Task instructions: Pick out and copy each line below that contains the string "facade", matching case exactly.

[Excerpt from a data file]
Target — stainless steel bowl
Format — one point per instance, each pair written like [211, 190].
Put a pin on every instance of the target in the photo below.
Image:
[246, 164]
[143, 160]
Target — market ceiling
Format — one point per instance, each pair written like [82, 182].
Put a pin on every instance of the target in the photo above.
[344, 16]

==

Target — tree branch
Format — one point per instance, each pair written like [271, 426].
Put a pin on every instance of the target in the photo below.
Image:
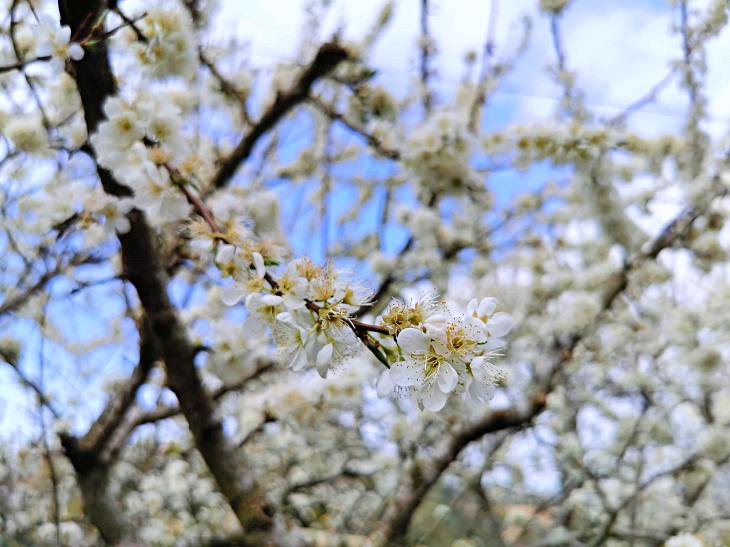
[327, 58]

...

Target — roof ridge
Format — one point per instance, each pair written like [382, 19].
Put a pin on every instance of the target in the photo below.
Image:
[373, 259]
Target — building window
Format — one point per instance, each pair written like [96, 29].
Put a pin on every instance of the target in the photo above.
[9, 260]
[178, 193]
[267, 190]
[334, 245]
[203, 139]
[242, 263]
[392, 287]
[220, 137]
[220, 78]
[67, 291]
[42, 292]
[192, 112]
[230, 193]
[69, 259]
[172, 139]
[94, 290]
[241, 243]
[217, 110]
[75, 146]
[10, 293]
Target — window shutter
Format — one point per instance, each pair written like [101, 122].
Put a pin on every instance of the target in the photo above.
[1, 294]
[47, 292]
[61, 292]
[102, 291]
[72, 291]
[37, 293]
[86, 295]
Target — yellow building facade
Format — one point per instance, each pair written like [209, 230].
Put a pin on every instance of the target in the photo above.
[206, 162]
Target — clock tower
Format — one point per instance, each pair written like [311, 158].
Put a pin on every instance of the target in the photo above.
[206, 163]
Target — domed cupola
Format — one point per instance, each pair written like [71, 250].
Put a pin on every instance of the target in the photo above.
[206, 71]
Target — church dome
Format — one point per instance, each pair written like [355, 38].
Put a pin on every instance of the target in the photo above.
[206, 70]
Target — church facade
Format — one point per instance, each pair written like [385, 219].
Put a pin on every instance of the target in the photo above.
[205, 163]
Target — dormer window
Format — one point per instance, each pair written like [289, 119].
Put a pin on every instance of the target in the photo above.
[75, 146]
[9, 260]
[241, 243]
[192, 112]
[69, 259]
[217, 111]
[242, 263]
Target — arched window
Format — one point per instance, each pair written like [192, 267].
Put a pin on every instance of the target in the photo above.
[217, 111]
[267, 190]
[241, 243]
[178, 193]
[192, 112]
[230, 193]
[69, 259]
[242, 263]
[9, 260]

Completed task:
Target — yellow building facade
Target — church facade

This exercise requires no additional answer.